- _What you need to do_: The entries below are to be returned as written, with all pictures dropped.

- _Data section_:
• • • • • • •
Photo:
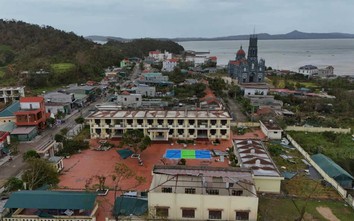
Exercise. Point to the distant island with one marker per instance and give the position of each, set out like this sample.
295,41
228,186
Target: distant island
261,36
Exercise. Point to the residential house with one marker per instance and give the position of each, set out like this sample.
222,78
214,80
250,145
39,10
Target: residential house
253,155
24,133
145,90
308,70
271,130
169,65
129,100
40,205
161,125
202,193
31,113
154,77
8,114
8,94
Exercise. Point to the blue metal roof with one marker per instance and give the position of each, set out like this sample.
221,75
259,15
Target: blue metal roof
10,110
42,199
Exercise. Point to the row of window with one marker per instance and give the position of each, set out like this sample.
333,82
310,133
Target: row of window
209,191
213,213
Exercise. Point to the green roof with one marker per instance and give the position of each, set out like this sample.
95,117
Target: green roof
41,199
330,167
125,206
10,110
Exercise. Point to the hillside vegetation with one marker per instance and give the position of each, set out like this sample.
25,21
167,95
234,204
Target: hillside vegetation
67,57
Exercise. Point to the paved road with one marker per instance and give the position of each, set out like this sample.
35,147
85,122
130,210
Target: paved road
15,166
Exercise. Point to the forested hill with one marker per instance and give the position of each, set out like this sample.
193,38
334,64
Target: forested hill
28,47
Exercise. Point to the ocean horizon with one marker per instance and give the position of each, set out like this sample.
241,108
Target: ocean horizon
286,54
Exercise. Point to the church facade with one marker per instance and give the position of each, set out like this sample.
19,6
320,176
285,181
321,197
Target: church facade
250,69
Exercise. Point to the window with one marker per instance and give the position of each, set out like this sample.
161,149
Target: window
237,192
242,215
162,211
213,192
215,214
188,213
167,189
189,190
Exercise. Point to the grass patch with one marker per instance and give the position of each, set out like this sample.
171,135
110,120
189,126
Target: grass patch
62,67
284,209
338,147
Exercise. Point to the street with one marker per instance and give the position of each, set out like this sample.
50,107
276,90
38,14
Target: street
16,165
• • • • • • •
- _Task response_:
Photo:
Exercise. Point to the distant island with one marker per instance and give the position of each, set out like this sample.
295,41
228,186
Target: distant island
261,36
Exercise. Point to the residential house with one marker per instance and give the position of each, set out like this sample.
222,78
214,80
250,145
39,10
Target: residential house
253,155
24,133
145,90
308,70
271,130
169,65
129,100
40,205
161,125
202,193
31,113
154,77
8,114
8,94
Exercise. Point to the blue metal roof with one marker per instance and give the position of each, set out like this sample.
221,75
259,15
Target: blue metal roof
10,110
42,199
Exercise. Point to the row of window with one marker per instance and give the position of each, set out like this sample.
333,82
310,133
Target: row of window
209,191
213,213
Exercise. Point to the green roof with one marker per instance and give the position of each, set out like this sample.
95,117
Target: green roof
41,199
330,167
125,206
10,110
Exercise. Point to the hillside vegetation with one marker per instance and give the position of each, set out like this sample.
25,21
167,95
234,204
Target: hillside vegetation
67,57
Exercise. Point to the paved road with one marker per instance and give the position of each, set out like this sample.
35,147
85,122
130,210
Target: paved road
15,166
Exercise. Point to the forested hill with one marker per instance and give the position of each, set out like this sample.
193,38
334,64
Target: forested hill
28,47
Exercise. Point to the ocean horizon with one marker per instance and give the position of each, set out like this sample.
241,108
Target: ocean horizon
286,54
Exercise. Point to the church facade with one marker per instance and give the position of each, set out like this sample.
19,6
320,176
285,181
321,197
Target: church facade
250,69
Exercise. Point to the window with one marker per instance and give the position of each, set out like this sample.
161,149
Target: window
237,192
242,215
162,211
213,192
215,214
188,213
167,189
189,190
Exercise. Point to the grass patch with one marker per instance and give the position of each, set out like this sample.
171,135
110,120
189,126
Target: grass patch
62,67
284,209
338,147
Exercise. Point to the street with one marker per instance and give the position of each, set out like this sample.
50,107
276,90
38,14
Target: street
16,165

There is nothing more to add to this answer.